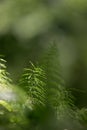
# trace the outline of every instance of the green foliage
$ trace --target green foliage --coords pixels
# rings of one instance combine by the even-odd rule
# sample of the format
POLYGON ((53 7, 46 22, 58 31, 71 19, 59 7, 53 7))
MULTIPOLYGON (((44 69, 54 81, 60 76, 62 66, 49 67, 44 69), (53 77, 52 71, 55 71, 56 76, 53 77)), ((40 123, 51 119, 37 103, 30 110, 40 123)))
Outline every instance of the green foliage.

· · · · · · ·

=== Your objective ===
Could every entry above be printed again exactly, images excluded?

=== Response to this exercise ===
# trace the outline of every instance of the green foliage
$ trace --target green foliage --coords pixels
# rings of one instance combine by the even-odd rule
# sample of the format
POLYGON ((53 7, 46 22, 58 31, 71 19, 59 7, 53 7))
MULTIPOLYGON (((44 69, 54 81, 60 76, 62 66, 49 67, 44 69), (53 77, 52 71, 55 71, 56 76, 53 77)), ((40 123, 51 119, 37 103, 30 110, 40 123)))
Outline every instance of the green foliage.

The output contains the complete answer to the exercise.